GOAL OF THE EXERCISE | Reproduce the material below in full, renaming every occurrence of "positive clicks" as "foreground clicks" and leaving everything else unchanged.

INPUT DATA |
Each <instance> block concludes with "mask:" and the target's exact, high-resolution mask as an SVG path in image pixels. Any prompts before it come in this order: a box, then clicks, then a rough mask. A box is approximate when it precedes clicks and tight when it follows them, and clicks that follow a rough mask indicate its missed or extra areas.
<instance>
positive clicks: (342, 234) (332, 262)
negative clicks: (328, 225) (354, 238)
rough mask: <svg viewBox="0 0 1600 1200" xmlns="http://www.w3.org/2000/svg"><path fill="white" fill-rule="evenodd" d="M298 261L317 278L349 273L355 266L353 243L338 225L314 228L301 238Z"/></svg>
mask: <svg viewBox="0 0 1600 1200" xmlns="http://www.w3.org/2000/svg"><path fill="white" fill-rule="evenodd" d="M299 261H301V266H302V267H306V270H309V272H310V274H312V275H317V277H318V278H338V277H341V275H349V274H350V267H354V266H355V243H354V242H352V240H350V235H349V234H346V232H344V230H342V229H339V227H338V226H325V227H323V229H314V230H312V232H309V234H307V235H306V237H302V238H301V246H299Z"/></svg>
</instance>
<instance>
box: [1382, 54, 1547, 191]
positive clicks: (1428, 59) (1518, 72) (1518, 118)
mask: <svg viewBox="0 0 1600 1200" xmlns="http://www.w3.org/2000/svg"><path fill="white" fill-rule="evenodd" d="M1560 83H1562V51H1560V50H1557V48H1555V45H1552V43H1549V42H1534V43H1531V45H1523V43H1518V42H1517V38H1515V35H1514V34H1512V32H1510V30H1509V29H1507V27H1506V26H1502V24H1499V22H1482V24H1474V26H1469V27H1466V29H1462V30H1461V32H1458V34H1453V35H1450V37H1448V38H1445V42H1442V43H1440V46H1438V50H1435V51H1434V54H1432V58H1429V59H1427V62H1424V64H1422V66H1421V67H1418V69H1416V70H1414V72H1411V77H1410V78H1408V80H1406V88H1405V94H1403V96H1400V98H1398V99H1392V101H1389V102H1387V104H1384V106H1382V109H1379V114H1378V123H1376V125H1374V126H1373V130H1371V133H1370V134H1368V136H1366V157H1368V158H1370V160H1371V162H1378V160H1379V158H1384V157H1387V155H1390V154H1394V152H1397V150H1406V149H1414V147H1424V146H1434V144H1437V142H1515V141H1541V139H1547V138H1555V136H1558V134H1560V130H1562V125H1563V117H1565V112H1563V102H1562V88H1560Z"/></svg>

TASK RESULT |
Each <instance> block concludes with "mask:" and the target's exact, high-resolution mask as an SVG path in image pixels. Any prompts before it come in this order: a box, then clicks, then a rough mask. A box is approximate when it precedes clicks and tight when it follows them, and clicks that follow a rough mask indicate its missed or extra areas.
<instance>
foreground clicks: (342, 234) (332, 262)
negative clicks: (328, 225) (354, 238)
rough mask: <svg viewBox="0 0 1600 1200" xmlns="http://www.w3.org/2000/svg"><path fill="white" fill-rule="evenodd" d="M298 261L317 278L349 273L355 266L353 243L338 225L314 228L301 238Z"/></svg>
mask: <svg viewBox="0 0 1600 1200" xmlns="http://www.w3.org/2000/svg"><path fill="white" fill-rule="evenodd" d="M299 261H301V266H302V267H306V270H309V272H310V274H312V275H317V277H318V278H338V277H341V275H349V274H350V267H354V266H355V243H354V242H352V240H350V235H349V234H346V232H344V230H342V229H339V227H338V226H325V227H323V229H314V230H312V232H309V234H307V235H306V237H302V238H301V246H299Z"/></svg>
</instance>
<instance>
box: [1382, 54, 1547, 191]
foreground clicks: (1428, 59) (1518, 72) (1518, 118)
mask: <svg viewBox="0 0 1600 1200" xmlns="http://www.w3.org/2000/svg"><path fill="white" fill-rule="evenodd" d="M1560 83H1562V51H1560V50H1557V48H1555V45H1552V43H1549V42H1534V43H1531V45H1523V43H1518V42H1517V38H1515V35H1514V34H1512V32H1510V30H1509V29H1507V27H1506V26H1502V24H1499V22H1482V24H1474V26H1469V27H1466V29H1462V30H1461V32H1458V34H1453V35H1450V37H1448V38H1445V42H1442V43H1440V46H1438V50H1435V51H1434V54H1432V58H1429V59H1427V62H1424V64H1422V66H1421V67H1418V69H1416V70H1414V72H1411V77H1410V78H1408V80H1406V88H1405V94H1403V96H1400V98H1398V99H1392V101H1389V102H1387V104H1384V106H1382V109H1379V114H1378V123H1376V125H1374V126H1373V130H1371V133H1370V134H1368V136H1366V157H1368V158H1370V160H1371V162H1378V160H1379V158H1384V157H1387V155H1390V154H1394V152H1397V150H1406V149H1414V147H1424V146H1434V144H1437V142H1515V141H1541V139H1547V138H1555V136H1558V134H1560V130H1562V125H1563V117H1565V112H1563V102H1562V88H1560Z"/></svg>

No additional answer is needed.